◆ **YOUR OBJECTIVE**:
Write out every line of the entries below word for word, leaving out the pictures.

◆ **MATERIAL PROVIDED**:
'''

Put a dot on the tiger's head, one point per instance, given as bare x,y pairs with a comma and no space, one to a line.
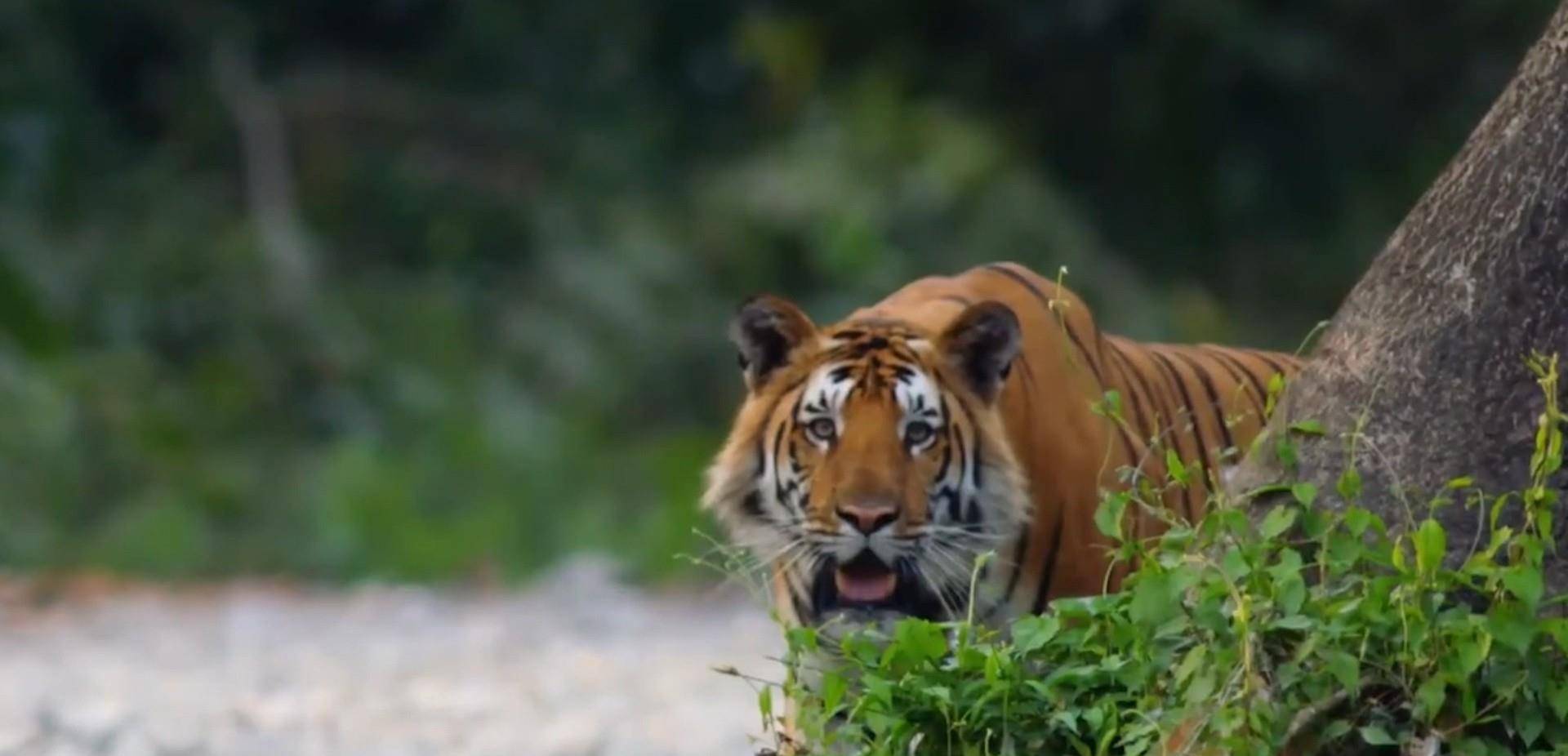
867,466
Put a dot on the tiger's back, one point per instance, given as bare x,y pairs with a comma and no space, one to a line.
1205,402
875,458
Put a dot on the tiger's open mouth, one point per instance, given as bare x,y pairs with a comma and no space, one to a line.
871,587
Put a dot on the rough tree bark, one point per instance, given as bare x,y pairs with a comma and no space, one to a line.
1431,344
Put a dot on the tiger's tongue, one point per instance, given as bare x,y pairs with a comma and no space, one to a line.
864,585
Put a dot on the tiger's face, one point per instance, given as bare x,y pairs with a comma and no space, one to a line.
867,466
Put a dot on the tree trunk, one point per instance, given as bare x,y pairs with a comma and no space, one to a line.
1431,344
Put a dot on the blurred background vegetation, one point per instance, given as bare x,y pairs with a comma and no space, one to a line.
416,289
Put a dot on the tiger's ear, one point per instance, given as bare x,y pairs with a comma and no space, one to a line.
767,330
982,344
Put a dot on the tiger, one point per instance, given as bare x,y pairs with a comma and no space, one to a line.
874,461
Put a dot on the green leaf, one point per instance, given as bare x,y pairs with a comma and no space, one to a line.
1305,493
1559,631
1529,722
833,689
1107,517
1032,633
1344,667
1291,594
1356,519
1374,735
1201,687
1471,653
1525,582
1432,545
1175,466
1512,625
921,640
1189,664
1155,599
1557,698
1278,521
1431,696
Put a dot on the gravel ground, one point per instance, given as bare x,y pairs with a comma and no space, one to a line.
574,665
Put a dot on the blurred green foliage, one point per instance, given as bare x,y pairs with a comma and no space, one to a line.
421,291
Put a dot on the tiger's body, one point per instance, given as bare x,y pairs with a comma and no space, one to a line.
874,460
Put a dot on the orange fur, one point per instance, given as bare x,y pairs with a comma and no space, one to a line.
1051,454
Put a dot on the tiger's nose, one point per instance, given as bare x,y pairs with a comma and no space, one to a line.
867,518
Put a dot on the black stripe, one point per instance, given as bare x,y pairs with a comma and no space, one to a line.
1176,434
1242,380
1019,551
1266,358
1196,427
1137,403
1045,303
1043,592
1214,396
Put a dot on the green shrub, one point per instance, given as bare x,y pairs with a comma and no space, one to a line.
1303,629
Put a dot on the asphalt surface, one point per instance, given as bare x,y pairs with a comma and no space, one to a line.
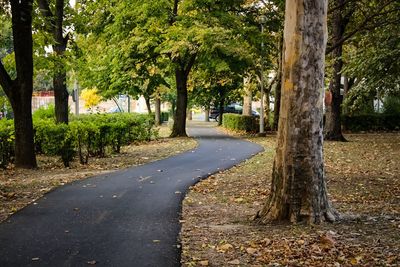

'''

◆ **FULL SOLUTION**:
Put a dot on the tiger's head, one point per instance, given as bare x,y pairs with a comma and no space, one to a line.
867,466
Put a dot on the tiger's back, one point per instance, given as bare x,y pairs with a comma and no space, one to a line.
1205,402
875,458
Put a dot on the tiger's open mouth, one point per instance, given as bare x,y pairs with a comma and no space, one to a line.
871,587
Put a dot on the rough tree bark, one point per instance, given as bare x,y pairs with a comma and no space, one to a line.
1431,344
Put a dot on the tiger's tongue, one point per instance, given as bare x,y pairs with a comma and no space, one to a line.
864,585
Put a dot on the tiger's face, one point per instance, given as bare x,y pairs with a comma and no space, one to a line.
867,466
Put a dot on the tree trunk, one point per instance, given as bare x,y pairs with a comma and no space, one to a line.
1431,344
Put a dot on the blurred background vegetation, one point per instance, given as bare x,y pairs with a comma and no space, one to a line.
416,289
Put a dot on the tiger's ear, one point per instance, given as bare x,y pairs with a comma and no space, one to a line.
767,330
982,344
Put a dot on the tiger, one point per instance, given as bare x,y pairs with a comma and no space, one to a line.
874,461
Put a dot on the green leaf, one point per instance, given as bare x,y pairs with a comma and no space, one to a line.
1305,493
1559,631
1529,722
833,689
1107,517
1032,633
1344,667
1291,594
1356,519
1374,735
1201,687
1471,653
1525,582
1432,545
1175,466
1512,625
921,640
1189,664
1155,599
1557,698
1278,521
1431,696
Put a dot on the gravel ground, one point per instance, given as bare x,y pairs with a comma and no space, one to a line.
574,665
Put a dot on the blurred green foliage, one point per instance, given as bare x,y pairs with a comma and no space, one to a line.
421,291
Put a dot on the tiger's body, one point per instance, given as bare x,y pairs with a comma and no space, one to a line.
874,460
Put a dot on the orange fur, one point per instance, given as bare x,y pairs with a comma and no space, one to a line.
1051,454
Put a dot on the tiger's nose, one point per instance, given as bare x,y pairs with a comma and no space, one to a line.
867,518
Put a dot on the black stripe, one point per instance, given as bare x,y pairs with a comma and no space, one to a line.
1176,434
1242,380
1019,551
1266,358
1196,427
1137,403
1045,303
1043,592
1214,396
Put a dot on the green shrub, one point per instance, given as bare x,y pairs with a comma and no space, one to a line.
1303,629
Put a dot on the asphalt surface, one point per instance, given as bare x,y pairs with a comma and no space, one to a line.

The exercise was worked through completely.